WORK TO COMPLETE :: Tally the lines in the records below that contain the string "please", where case counts, and reply with only that number.

RECORD LIST ::
[start]

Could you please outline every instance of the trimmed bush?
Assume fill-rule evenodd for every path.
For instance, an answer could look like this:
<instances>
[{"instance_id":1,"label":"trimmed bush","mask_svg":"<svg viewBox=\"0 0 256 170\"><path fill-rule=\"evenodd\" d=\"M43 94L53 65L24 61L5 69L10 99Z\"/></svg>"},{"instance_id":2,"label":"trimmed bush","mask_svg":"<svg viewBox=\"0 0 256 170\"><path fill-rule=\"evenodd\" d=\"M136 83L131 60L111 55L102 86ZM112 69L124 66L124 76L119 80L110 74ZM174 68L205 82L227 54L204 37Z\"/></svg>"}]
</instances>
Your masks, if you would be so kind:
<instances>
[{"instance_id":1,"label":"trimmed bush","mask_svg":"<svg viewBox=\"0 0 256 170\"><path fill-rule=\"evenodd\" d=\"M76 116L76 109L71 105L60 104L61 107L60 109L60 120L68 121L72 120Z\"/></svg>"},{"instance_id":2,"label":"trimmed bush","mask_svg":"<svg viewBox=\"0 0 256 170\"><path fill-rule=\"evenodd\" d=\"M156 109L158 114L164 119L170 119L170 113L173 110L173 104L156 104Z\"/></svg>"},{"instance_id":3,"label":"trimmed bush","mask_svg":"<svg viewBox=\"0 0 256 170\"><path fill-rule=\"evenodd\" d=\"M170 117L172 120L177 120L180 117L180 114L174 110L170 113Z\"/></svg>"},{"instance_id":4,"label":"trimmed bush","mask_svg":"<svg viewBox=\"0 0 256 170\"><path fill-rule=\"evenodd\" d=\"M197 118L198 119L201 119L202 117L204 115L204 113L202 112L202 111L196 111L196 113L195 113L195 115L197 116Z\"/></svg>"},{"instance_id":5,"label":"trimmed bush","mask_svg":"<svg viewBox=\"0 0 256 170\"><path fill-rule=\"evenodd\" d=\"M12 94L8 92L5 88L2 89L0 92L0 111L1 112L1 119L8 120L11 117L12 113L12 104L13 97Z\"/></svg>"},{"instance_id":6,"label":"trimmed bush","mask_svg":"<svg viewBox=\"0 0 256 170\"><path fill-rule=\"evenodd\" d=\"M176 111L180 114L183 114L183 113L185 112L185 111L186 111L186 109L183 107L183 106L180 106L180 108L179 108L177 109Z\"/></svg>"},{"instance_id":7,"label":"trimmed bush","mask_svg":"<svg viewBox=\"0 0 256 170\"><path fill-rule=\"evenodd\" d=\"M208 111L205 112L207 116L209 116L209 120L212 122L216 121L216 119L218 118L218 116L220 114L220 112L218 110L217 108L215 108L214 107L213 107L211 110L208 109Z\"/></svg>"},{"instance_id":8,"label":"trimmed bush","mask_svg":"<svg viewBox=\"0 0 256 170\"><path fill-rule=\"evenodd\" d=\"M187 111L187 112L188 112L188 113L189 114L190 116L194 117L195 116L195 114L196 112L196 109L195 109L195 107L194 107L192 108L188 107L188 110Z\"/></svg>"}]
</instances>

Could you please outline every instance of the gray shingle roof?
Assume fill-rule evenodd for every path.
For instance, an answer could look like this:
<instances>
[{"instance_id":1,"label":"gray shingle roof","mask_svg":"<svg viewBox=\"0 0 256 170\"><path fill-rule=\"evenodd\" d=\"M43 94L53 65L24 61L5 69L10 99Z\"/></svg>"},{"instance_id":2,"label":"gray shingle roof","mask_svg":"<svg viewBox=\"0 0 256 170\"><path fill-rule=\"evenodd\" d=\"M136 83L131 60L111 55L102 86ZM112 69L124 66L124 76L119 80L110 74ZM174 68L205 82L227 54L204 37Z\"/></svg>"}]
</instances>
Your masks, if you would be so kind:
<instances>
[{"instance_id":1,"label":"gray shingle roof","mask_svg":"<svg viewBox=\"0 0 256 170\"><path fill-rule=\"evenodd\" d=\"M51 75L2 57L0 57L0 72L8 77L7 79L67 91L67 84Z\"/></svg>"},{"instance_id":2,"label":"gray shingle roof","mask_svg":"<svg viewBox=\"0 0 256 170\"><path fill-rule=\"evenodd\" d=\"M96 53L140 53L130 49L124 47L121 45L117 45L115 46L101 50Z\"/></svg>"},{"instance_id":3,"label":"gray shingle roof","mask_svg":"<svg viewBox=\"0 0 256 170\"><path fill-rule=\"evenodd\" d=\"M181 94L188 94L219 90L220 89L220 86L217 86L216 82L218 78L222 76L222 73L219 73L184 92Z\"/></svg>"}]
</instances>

[end]

OUTPUT FOR THIS EXERCISE :: 2